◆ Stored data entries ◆
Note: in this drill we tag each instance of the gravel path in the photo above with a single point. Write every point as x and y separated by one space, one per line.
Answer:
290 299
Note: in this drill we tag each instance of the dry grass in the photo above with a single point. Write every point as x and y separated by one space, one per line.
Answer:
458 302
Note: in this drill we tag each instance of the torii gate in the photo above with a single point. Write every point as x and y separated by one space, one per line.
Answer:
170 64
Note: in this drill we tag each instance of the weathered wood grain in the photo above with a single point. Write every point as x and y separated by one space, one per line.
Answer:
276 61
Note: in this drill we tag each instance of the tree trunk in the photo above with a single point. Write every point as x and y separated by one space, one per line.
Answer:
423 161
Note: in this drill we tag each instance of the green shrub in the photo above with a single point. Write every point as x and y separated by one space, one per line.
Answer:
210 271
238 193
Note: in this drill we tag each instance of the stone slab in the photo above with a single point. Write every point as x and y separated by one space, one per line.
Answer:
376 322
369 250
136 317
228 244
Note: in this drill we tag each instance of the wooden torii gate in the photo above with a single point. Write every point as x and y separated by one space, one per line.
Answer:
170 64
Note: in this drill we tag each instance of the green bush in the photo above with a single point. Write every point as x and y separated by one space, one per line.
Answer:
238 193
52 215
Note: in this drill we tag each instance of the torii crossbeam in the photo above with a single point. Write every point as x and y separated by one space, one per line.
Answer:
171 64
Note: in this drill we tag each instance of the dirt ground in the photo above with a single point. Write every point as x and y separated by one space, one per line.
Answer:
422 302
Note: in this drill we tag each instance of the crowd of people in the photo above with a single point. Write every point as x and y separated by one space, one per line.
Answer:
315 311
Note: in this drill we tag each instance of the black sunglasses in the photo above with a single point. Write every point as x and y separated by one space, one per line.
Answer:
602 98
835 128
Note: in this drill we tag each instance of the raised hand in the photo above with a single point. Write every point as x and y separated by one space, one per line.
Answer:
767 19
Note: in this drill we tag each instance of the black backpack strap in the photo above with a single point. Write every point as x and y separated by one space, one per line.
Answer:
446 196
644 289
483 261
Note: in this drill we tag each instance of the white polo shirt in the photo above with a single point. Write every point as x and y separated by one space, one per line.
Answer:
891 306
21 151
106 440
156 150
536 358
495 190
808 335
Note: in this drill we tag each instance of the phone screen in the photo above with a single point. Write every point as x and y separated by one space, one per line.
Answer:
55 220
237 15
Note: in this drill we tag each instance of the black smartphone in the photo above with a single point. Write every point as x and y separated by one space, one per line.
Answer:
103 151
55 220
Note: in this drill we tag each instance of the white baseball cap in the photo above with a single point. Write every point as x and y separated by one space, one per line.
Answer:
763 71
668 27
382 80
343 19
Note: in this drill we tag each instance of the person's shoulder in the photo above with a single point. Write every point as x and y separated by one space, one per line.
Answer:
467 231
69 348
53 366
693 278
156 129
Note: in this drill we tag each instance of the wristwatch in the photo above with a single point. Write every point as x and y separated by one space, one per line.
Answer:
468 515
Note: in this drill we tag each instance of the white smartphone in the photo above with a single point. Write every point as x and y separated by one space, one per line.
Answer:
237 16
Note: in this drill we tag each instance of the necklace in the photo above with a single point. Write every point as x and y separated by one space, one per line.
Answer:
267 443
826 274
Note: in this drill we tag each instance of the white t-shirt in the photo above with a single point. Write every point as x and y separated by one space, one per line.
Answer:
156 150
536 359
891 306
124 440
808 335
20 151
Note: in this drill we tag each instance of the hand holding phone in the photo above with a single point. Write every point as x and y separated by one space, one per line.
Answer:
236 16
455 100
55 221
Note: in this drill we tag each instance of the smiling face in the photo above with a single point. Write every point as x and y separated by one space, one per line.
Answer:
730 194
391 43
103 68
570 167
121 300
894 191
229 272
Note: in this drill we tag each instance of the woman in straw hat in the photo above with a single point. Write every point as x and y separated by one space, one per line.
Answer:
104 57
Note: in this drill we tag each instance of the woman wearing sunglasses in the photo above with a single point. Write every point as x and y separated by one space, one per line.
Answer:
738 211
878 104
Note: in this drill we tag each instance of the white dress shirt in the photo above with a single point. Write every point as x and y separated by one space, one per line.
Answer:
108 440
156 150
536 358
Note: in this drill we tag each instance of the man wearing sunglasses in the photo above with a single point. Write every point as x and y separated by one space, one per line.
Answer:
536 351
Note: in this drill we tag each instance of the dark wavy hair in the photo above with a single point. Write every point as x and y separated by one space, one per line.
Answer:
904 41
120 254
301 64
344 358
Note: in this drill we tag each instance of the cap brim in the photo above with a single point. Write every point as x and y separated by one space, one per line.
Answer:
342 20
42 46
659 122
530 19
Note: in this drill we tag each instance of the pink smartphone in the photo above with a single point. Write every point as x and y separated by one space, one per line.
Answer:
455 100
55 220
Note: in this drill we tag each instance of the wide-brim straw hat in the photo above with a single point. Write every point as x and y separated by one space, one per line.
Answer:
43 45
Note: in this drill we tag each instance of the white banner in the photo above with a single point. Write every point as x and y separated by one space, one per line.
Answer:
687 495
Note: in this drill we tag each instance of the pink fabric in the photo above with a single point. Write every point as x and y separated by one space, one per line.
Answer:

◆ Work to be completed ◆
Give back the data above exactly as it appears.

◆ Your solution ◆
Note: in this drill we tag each instance of the gravel path in the photo above with a single point. Write every point as x and y separated by one space, one per line.
Answer:
290 299
Note: in this drill we tag each instance of the dry grass in the photo above with a single point. Write every point as x and y separated by one space, one per line.
Answer:
458 302
Note: in this drill we tag each instance of the torii gate in the photo above with a single point. Write every point as x and y separated by one space, one per line.
Answer:
170 64
Note: in this drill we tag each instance of the weathered wood grain in the photo above with a single point. Write every point as x and y separated by one space, one per line.
Answer:
276 61
Note: in this drill we tag each instance of the tree trunk in the photo above with a single point. Write every point as x and y separated by one space, one per line.
Answer:
423 161
Note: in this drill we tag each instance of the green shrub in the photo above with a single point. Write every point as x and y separated by one space, one per line.
Answer:
210 271
238 193
Note: in this drill we tag each instance of the stone slab in the photo above with a single point. Write every point as x and y separated by one space, one per line.
Answer:
376 322
369 250
136 317
228 244
Note: in this drill we tag each instance of the wooden torii gate in the photo above with a single point. Write every point as x and y separated by one space, one per line.
Answer:
170 64
Note: in this drill we tag each instance of the green bush in the photo above with a single point. Write every point as x and y separated by one space, one per line.
Answer:
238 193
52 215
Note: in this drill we tag each instance of the torii crossbeam in the photo above with a single point. Write every point as x and y separated by one space, one per line.
Answer:
171 64
Note: in this drill we tag each instance of the dirt ground in the photo above with a single point. Write every point as x and y separated by one space, one per line.
Answer:
422 302
Note: in this drill we tag each instance of the crowd of people in the photo above with a single point. Write every point as x and y separated by one space, one per line.
Answer:
315 311
Note: in this drill we tag each instance of the black sunglasses in the photo above with a single point. Write every point as x and y separated by one space, one per line.
Answer:
602 98
835 128
Note: in this drill we tag each instance of the raised hand in the photo above with a single point. Write every point as x and y separated by one space, one per line.
Answer:
767 19
Note: in this drill we tag each instance of the black backpack strap in the photo above with a single point. Write every point as x and y separated by one space, one per line.
Answer:
446 196
644 289
483 261
Note: in this drill we tag each instance of the white polo shirt in the photo above with a single point. Write every point as x and y separated by one space, one per line.
Answer:
891 306
21 151
106 440
156 150
536 358
495 190
808 335
Note: in this drill we tag each instance of the phone screen in the photo above with a single point. Write every point as x and y separated by one space, one per line.
Answer:
55 220
237 15
Note: in this drill we tag each instance of the black smartphone in the photo above with a single point. Write every point as x and y separated by one space, one per line.
Answer:
103 151
55 220
Note: in this drill we tag each instance of the white baseball cap in the photo above with a single point. Write every point as x and y separated by one space, one per line.
Answer:
763 71
668 27
382 80
343 19
Note: in this drill we tag each instance of the person's shoulder in the photo above with a single point. Write every point as x and y separated by one space, one per line.
Answer:
467 231
69 348
53 366
693 278
156 129
Note: in this drill we tag each instance of the wristwatch in the photo above with a single point. Write every point as x and y separated by one space, one per line.
Answer:
468 515
Note: in this drill we tag each instance of the white smartphone in the photo above with a single point. Write every point as x and y separated by one space, one per line.
Answer:
237 16
Note: in this drill we tag each instance of the necklace in the photo above with a single point. Write every point as x and y separated by one space, one per line.
Answer:
267 443
826 274
Note: in this drill we tag each instance of the white t-shirt in the photo above with a single point. Write every point as x and y separated by one space, one per line.
Answer:
156 150
536 359
891 306
124 440
808 335
20 151
Note: in this drill we tag each instance of the hand holding phone in the photo above with a single point. Write every point as x and y separated by one space, one per line.
Answer:
236 16
455 100
55 221
Note: in this drill we tag each instance of the smiling face in the photo above with a single point. Write every point as x and y separated by one space, one per line.
Answer:
730 194
391 43
103 68
570 167
121 300
894 191
229 272
Note: in this drill we tag each instance of the woman in straw hat in the photo above with a single point. Write every point as x and y separated by one space, one per line.
Answer:
104 57
Note: in this drill we tag each instance of the woman wearing sunglasses in the photo above with a single point. Write every point as x and y separated by one space, one per line.
Answer:
738 211
878 104
Note: in this drill we tag each instance of the white dress shirt in the photo above with a single point. Write every point as x and y separated by one space, one per line.
Answer:
108 440
156 150
536 358
Note: in this drill we tag each instance of the man wearing sunglasses in the photo above with a single point. Write every point as x and y separated by one space, one per line.
Answer:
536 351
Note: in this drill we tag each instance of the dark wavy hair in the photo above with a single point. Write every point as x and y separated by one space, one per line.
Answer:
904 41
120 254
301 64
344 358
Note: in this drill we tag each instance of the cap brim in the photo above with a single point. Write every point as x and y separated by one space, one per line.
Answer:
342 20
42 46
659 122
530 19
Note: in this drill we tag each instance of the pink smartphone in the photo above with a single point. Write every point as x and y separated by one space, one per line.
Answer:
455 100
55 220
Note: in this drill we tag each instance of the wide-brim straw hat in the photo above with a single point. Write every point as x and y separated by one space, one per line.
Answer:
43 45
Note: in this drill we tag each instance of the white banner in the photo above with a single point. Write every point as x and y separated by one space, one per line.
Answer:
687 495
Note: in this drill we tag each instance of the pink fabric in the photo above with a single point. Write every point as x and y separated by one space, one per line.
Answer:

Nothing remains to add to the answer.